Extracted text =>
Confidence intervals.--Correcting the data by extending age-ranges to their 50% confidence intervals would seem like a highly intuitive approach, and, in fact, it does seem to improve the pattern (Tables 1 and 2). The "corrected" curve reasonably agrees with the original one in its serial correlation, relative magnitude, and net changes, and the "corrections" bear a weak but probably meaningful relationship to known variation in sampling intensity (Fig. 4F). However, the method fails to eliminate large sampling-related peaks, especially in the middle Miocene and Pleistocene (Fig. 3F). As a result, the curve's variation is greatly increased; and because the most inflated peaks are towards the end of the time series, the apparent rate of increase also is greatly over-estimated. In overall shape, however, the confidence interval curve is not so very far from the uncorrected data or from the several apparently reliable methods (rank-order correlations: vs. uncorrected, +0.860; vs. Lazarus taxa, +0.765; vs. ghost lineages, +0.721; vs. rarefaction, +0.604). Still, its difficulties with sampling peaks show that its solution is idiosyncratic insofar it represents a real change in the first place.
.......... There is probably a very simple explanation for the peculiar features of the confidence interval curve: the method only can be applied to known taxa with non-zero age-ranges, and these taxa tend to be clustered around well-sampled intervals. Because mammals have relatively short age-ranges to begin with, the real problem is one that confidence intervals do not address - the complete absence of many taxa in the poorly-sampled intervals. Despite this, confidence intervals do push the data in the direction pointed at by sampling intensity patterns, and applying them is better than ignoring them.

What you need to do =>
Could you print the passage on confidence intervals in full, word for word?

Stored data =>

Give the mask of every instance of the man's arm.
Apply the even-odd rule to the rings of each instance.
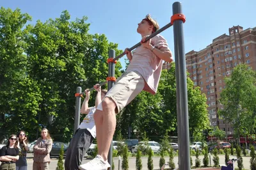
[[[85,91],[86,97],[84,98],[84,102],[82,104],[82,107],[81,108],[81,113],[82,114],[88,114],[90,111],[91,110],[91,107],[88,107],[88,102],[90,98],[90,91],[88,91],[88,89]]]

The result =>
Confidence intervals.--Correcting the data by extending age-ranges to their 50% confidence intervals would seem like a highly intuitive approach, and, in fact, it does seem to improve the pattern (Tables 1 and 2). The "corrected" curve reasonably agrees with the original one in its serial correlation, relative magnitude, and net changes, and the "corrections" bear a weak but probably meaningful relationship to known variation in sampling intensity (Fig. 4F). However, the method fails to eliminate large sampling-related peaks, especially in the middle Miocene and Pleistocene (Fig. 3F). As a result, the curve's variation is greatly increased; and because the most inflated peaks are towards the end of the time series, the apparent rate of increase also is greatly over-estimated. In overall shape, however, the confidence interval curve is not so very far from the uncorrected data or from the several apparently reliable methods (rank-order correlations: vs. uncorrected, +0.860; vs. Lazarus taxa, +0.765; vs. ghost lineages, +0.721; vs. rarefaction, +0.604). Still, its difficulties with sampling peaks show that its solution is idiosyncratic insofar it represents a real change in the first place.
.......... There is probably a very simple explanation for the peculiar features of the confidence interval curve: the method only can be applied to known taxa with non-zero age-ranges, and these taxa tend to be clustered around well-sampled intervals. Because mammals have relatively short age-ranges to begin with, the real problem is one that confidence intervals do not address - the complete absence of many taxa in the poorly-sampled intervals. Despite this, confidence intervals do push the data in the direction pointed at by sampling intensity patterns, and applying them is better than ignoring them.